● **INSTRUCTION**: Drop all images and give the records again exactly.

Records from a point labeling set

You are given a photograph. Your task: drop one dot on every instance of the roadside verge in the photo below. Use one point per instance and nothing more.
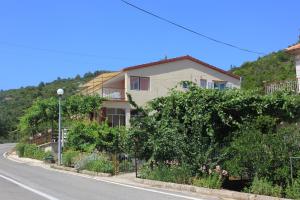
(131, 180)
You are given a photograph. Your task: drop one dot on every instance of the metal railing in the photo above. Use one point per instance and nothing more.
(113, 93)
(290, 85)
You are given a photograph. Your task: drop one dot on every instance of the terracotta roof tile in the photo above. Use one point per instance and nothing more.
(178, 59)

● **TASK SOLUTION**:
You are given a photograph. Your task: drop one dot on every instance of the roadside verge in the photo below. Use one point per instance and nothing more.
(131, 180)
You are given a photograph. Your task: drop one dot on every instance of the metal railing in the photo above. Use one point per instance and nothing more.
(113, 93)
(290, 85)
You are given a photograph. Your task: drop one dot on every instance of the terracotta roof tile in the photo above. Use one point per instance and nothing more.
(178, 59)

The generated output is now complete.